== Goal ==
Rewrite the lines from the one containing "Please indicate the goal" through the end of the entries, replacing "goal post" with "goal frame" and keeping everything else unchanged.

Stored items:
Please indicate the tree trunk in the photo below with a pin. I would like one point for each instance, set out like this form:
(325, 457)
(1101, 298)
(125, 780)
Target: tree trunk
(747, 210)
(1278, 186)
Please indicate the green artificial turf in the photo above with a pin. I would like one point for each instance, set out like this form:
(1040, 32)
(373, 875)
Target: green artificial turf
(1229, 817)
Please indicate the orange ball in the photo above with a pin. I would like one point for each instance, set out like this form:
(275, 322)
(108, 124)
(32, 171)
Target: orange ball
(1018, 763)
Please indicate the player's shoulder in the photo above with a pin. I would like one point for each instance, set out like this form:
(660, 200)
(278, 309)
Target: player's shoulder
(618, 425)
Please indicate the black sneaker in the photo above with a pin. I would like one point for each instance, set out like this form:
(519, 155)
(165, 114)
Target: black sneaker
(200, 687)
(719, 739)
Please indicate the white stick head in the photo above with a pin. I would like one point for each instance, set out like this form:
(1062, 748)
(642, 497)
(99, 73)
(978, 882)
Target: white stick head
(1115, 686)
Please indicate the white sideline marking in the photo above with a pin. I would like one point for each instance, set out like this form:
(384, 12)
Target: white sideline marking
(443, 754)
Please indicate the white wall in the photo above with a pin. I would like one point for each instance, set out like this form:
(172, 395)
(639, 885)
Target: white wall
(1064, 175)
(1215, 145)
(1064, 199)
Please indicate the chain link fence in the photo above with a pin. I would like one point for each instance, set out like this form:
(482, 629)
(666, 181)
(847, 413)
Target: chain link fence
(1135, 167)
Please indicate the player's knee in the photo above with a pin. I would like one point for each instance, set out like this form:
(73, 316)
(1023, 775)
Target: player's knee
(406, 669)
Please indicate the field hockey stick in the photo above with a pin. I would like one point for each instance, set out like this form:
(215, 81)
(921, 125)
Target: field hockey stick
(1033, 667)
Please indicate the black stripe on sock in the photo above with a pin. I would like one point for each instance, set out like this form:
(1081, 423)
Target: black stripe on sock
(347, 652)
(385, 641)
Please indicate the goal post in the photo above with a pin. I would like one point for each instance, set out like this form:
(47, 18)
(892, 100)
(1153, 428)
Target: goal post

== Task result ==
Please indicate the goal frame in the photo above with a pin. I would like one point for each instance, set out like this form:
(47, 18)
(892, 100)
(1153, 428)
Target: goal frame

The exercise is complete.